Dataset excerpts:
=-=-=-=-=

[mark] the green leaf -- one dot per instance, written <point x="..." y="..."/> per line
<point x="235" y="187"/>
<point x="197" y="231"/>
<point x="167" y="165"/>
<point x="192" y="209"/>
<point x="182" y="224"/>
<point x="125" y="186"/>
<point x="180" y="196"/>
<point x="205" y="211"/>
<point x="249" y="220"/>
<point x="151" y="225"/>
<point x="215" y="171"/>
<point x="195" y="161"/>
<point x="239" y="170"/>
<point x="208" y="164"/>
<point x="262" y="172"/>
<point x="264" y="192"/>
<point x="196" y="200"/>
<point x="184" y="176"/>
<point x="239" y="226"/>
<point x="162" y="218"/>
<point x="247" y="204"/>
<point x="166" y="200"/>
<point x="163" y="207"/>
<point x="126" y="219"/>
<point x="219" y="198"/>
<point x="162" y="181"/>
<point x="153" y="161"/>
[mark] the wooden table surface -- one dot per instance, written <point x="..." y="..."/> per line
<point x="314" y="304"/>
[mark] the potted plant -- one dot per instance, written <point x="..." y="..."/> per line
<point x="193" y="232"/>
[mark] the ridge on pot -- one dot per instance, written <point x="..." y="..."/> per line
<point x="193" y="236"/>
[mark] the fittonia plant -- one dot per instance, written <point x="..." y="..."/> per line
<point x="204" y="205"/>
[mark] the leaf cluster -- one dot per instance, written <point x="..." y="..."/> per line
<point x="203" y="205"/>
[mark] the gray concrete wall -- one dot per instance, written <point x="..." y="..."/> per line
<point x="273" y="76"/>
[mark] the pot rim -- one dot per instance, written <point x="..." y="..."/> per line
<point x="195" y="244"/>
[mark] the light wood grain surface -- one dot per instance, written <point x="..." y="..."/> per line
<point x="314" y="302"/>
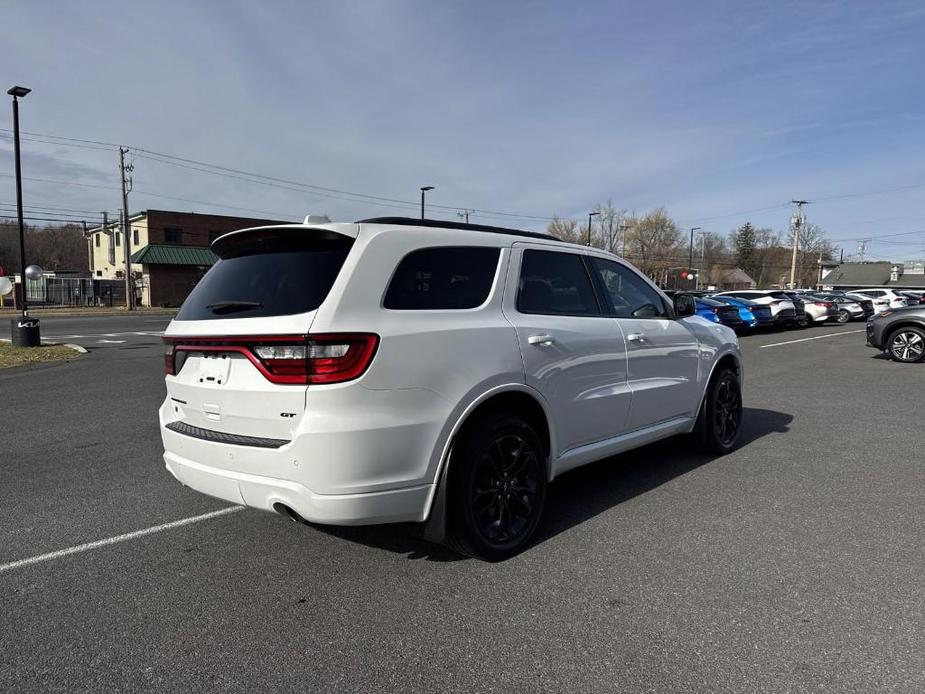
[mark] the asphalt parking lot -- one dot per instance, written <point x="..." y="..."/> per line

=-=-=-=-=

Task details:
From the first record above to the last, output each one exactly and omit the pictures.

Exercise response:
[mark] the green leaf -- one dot per instance, written <point x="..." y="..."/> per line
<point x="235" y="187"/>
<point x="197" y="231"/>
<point x="167" y="165"/>
<point x="192" y="209"/>
<point x="182" y="224"/>
<point x="125" y="186"/>
<point x="180" y="196"/>
<point x="205" y="211"/>
<point x="249" y="220"/>
<point x="151" y="225"/>
<point x="215" y="171"/>
<point x="195" y="161"/>
<point x="239" y="170"/>
<point x="208" y="164"/>
<point x="262" y="172"/>
<point x="264" y="192"/>
<point x="196" y="200"/>
<point x="184" y="176"/>
<point x="239" y="226"/>
<point x="162" y="218"/>
<point x="247" y="204"/>
<point x="166" y="200"/>
<point x="163" y="207"/>
<point x="126" y="219"/>
<point x="219" y="198"/>
<point x="162" y="181"/>
<point x="153" y="161"/>
[mark] the wooden table surface -- one dot per instance, written <point x="..." y="..."/> per line
<point x="314" y="304"/>
[mark] the potted plant -- one dot per instance, written <point x="..." y="..."/> per line
<point x="193" y="232"/>
[mark] the ridge on pot -- one dot per instance, written <point x="..." y="..."/> per line
<point x="193" y="236"/>
[mark] the fittonia plant -- one dot per instance, written <point x="..." y="..."/> per line
<point x="204" y="205"/>
[mark] the leaf cluster -- one dot per instance, written <point x="..." y="..."/> per line
<point x="203" y="205"/>
[mark] the gray concrete wall -- one dot per instance, written <point x="..." y="..."/> per line
<point x="273" y="76"/>
[mark] the pot rim -- one dot per instance, written <point x="..." y="..."/> per line
<point x="195" y="244"/>
[mark] the light wood grain surface -- one dot per instance, written <point x="..." y="..."/> per line
<point x="314" y="302"/>
[mark] the asphalt parking lot -- one dot per instance, written <point x="..." y="..."/> per line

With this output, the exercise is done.